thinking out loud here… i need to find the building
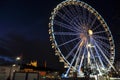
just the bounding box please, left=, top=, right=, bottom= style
left=0, top=65, right=20, bottom=80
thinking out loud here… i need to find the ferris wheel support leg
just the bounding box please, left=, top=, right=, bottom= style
left=78, top=47, right=86, bottom=70
left=75, top=47, right=82, bottom=68
left=65, top=47, right=80, bottom=77
left=94, top=45, right=105, bottom=69
left=93, top=44, right=104, bottom=65
left=78, top=52, right=85, bottom=76
left=66, top=41, right=81, bottom=59
left=89, top=45, right=102, bottom=75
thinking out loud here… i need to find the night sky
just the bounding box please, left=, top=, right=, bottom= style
left=0, top=0, right=120, bottom=69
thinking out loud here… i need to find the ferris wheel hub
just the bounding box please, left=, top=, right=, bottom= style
left=88, top=29, right=93, bottom=36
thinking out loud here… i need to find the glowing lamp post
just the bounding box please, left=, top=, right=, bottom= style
left=16, top=57, right=21, bottom=61
left=15, top=56, right=22, bottom=70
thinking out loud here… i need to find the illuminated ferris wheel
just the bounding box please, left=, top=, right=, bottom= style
left=49, top=0, right=115, bottom=77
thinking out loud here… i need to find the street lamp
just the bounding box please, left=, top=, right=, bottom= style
left=12, top=64, right=16, bottom=67
left=15, top=56, right=22, bottom=70
left=16, top=57, right=21, bottom=61
left=16, top=56, right=21, bottom=65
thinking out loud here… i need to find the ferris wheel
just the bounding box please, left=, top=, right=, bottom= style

________________________

▸ **Problem to solve**: Your task is to copy the entries in full and exactly, without any images.

▸ **Output of the exercise**:
thinking out loud here… i need to find the building
just the bounding box please, left=, top=, right=, bottom= style
left=0, top=65, right=20, bottom=80
thinking out loud here… i need to find the ferris wheel support leg
just the bounding box please, left=, top=, right=, bottom= style
left=78, top=47, right=86, bottom=70
left=75, top=47, right=82, bottom=68
left=65, top=47, right=80, bottom=77
left=94, top=45, right=105, bottom=69
left=93, top=44, right=104, bottom=65
left=78, top=52, right=85, bottom=76
left=66, top=41, right=81, bottom=59
left=89, top=45, right=102, bottom=75
thinking out loud here… i need to find the night sky
just the bounding box please, left=, top=, right=, bottom= style
left=0, top=0, right=120, bottom=69
thinking out loud here… i need to find the ferris wheel hub
just the bounding box please, left=, top=, right=, bottom= style
left=88, top=29, right=93, bottom=36
thinking out loud here… i need to find the glowing lamp post
just the bounding box please, left=, top=, right=, bottom= style
left=16, top=57, right=21, bottom=61
left=15, top=56, right=22, bottom=70
thinking out loud here… i need to find the illuminated ferris wheel
just the bounding box please, left=, top=, right=, bottom= style
left=49, top=0, right=115, bottom=77
thinking out loud here… i need to find the street lamp
just the bounding box please, left=, top=, right=, bottom= style
left=12, top=64, right=16, bottom=67
left=15, top=56, right=22, bottom=70
left=16, top=57, right=21, bottom=61
left=16, top=56, right=21, bottom=65
thinking out loud here… i need to find the ferris wheel
just the bounding box please, left=, top=, right=, bottom= style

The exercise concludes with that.